Among the records below, find the line that has "# each instance of the tall"; from there, give the lines again exactly, and stop after the line that has "# each instance of the dark storm".

Records drawn from a dataset

▽

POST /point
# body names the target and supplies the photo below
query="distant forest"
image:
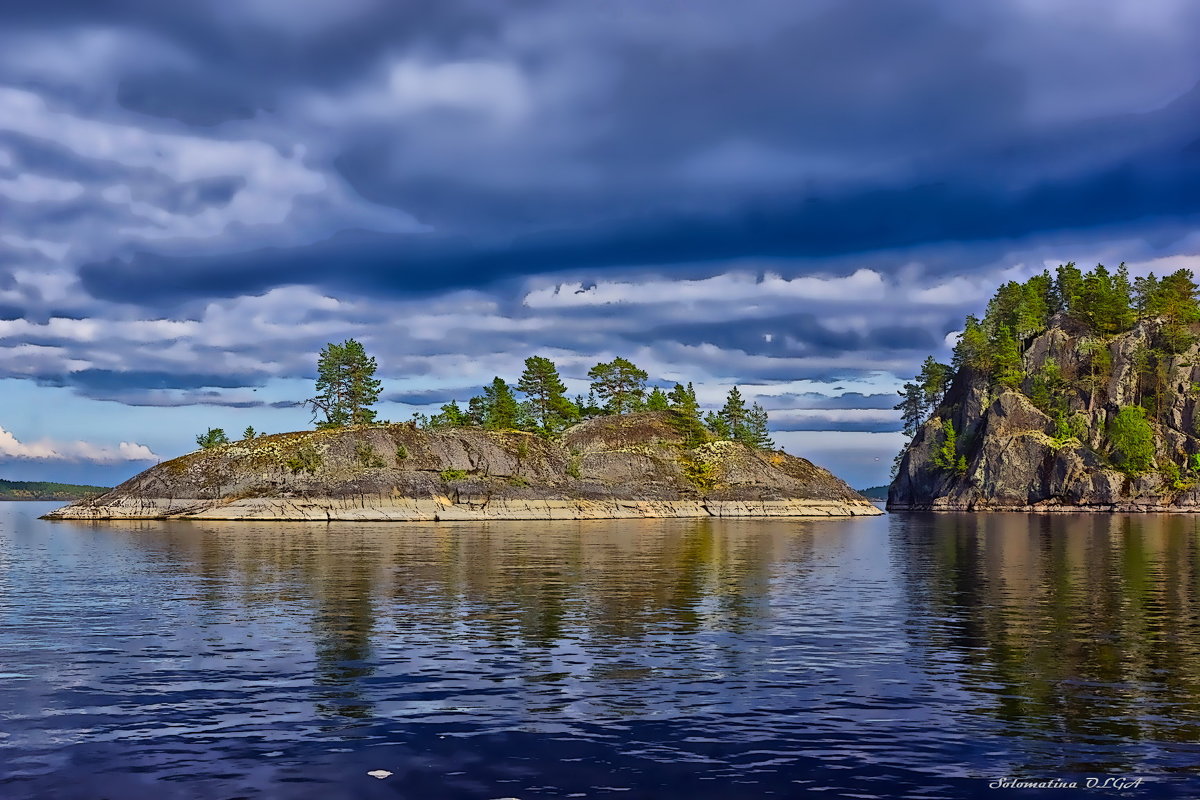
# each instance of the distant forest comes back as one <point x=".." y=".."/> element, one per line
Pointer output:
<point x="46" y="491"/>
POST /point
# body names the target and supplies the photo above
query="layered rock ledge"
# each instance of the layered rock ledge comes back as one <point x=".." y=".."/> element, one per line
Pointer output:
<point x="619" y="467"/>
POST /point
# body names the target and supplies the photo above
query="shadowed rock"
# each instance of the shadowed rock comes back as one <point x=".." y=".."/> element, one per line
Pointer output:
<point x="630" y="465"/>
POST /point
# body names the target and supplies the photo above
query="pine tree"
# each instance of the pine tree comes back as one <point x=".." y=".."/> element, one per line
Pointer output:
<point x="498" y="408"/>
<point x="756" y="428"/>
<point x="733" y="414"/>
<point x="213" y="438"/>
<point x="946" y="456"/>
<point x="549" y="407"/>
<point x="1133" y="440"/>
<point x="973" y="350"/>
<point x="718" y="426"/>
<point x="657" y="401"/>
<point x="934" y="379"/>
<point x="1007" y="359"/>
<point x="346" y="386"/>
<point x="619" y="384"/>
<point x="685" y="413"/>
<point x="450" y="416"/>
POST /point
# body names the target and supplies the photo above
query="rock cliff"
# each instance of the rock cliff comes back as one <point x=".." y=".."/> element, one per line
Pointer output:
<point x="631" y="465"/>
<point x="1017" y="456"/>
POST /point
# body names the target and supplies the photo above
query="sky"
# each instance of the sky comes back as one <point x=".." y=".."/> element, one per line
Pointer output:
<point x="802" y="199"/>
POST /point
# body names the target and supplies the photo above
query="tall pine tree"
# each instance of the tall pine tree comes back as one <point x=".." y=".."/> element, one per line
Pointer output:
<point x="346" y="386"/>
<point x="545" y="391"/>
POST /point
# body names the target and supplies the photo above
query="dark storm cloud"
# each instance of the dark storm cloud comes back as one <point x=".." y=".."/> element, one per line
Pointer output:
<point x="577" y="140"/>
<point x="1164" y="185"/>
<point x="799" y="332"/>
<point x="819" y="401"/>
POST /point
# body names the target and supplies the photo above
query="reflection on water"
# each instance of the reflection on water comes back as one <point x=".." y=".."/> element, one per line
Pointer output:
<point x="903" y="656"/>
<point x="1081" y="627"/>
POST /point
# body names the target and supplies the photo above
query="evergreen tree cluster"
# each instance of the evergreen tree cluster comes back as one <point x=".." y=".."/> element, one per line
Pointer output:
<point x="347" y="389"/>
<point x="618" y="386"/>
<point x="1104" y="304"/>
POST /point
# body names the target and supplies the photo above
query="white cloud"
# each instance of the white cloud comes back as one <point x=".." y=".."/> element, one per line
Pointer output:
<point x="271" y="180"/>
<point x="78" y="450"/>
<point x="39" y="188"/>
<point x="731" y="287"/>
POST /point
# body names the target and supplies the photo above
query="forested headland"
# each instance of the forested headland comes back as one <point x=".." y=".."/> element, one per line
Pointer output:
<point x="1087" y="380"/>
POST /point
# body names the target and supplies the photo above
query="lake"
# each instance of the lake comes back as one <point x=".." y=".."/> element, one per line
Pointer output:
<point x="900" y="656"/>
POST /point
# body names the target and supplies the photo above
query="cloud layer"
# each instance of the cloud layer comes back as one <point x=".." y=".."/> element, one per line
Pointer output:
<point x="48" y="450"/>
<point x="804" y="199"/>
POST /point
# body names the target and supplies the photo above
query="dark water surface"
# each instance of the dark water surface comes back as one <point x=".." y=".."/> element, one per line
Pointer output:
<point x="905" y="656"/>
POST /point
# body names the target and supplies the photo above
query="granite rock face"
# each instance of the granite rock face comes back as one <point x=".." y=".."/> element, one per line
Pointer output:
<point x="630" y="465"/>
<point x="1021" y="459"/>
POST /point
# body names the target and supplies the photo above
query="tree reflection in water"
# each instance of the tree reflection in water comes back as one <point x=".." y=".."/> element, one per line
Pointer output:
<point x="1084" y="627"/>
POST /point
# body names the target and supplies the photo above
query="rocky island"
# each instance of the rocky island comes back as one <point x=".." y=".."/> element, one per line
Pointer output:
<point x="639" y="464"/>
<point x="1075" y="392"/>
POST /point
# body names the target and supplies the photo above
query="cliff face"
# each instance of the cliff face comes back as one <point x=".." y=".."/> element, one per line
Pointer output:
<point x="1020" y="458"/>
<point x="630" y="465"/>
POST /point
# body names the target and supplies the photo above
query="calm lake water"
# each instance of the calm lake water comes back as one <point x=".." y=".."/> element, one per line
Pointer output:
<point x="903" y="656"/>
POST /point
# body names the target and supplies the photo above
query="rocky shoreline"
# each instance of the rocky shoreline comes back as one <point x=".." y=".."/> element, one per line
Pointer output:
<point x="634" y="465"/>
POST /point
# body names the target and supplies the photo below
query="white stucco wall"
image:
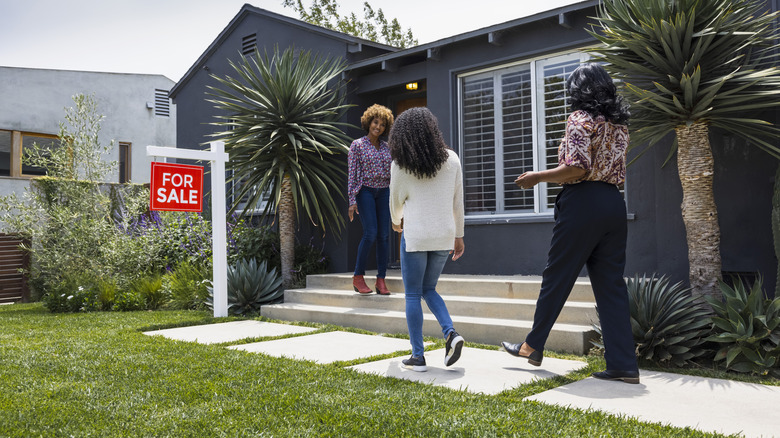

△

Solution for this exercise:
# each instance of the tall pine tree comes back as one <point x=".." y=".."/> element, one per line
Pointer output:
<point x="346" y="386"/>
<point x="545" y="391"/>
POST /point
# body names the target and supplies the photo above
query="dark storm cloud"
# each instance of the dark storm cloud comes back as one <point x=".." y=".."/> element, one per line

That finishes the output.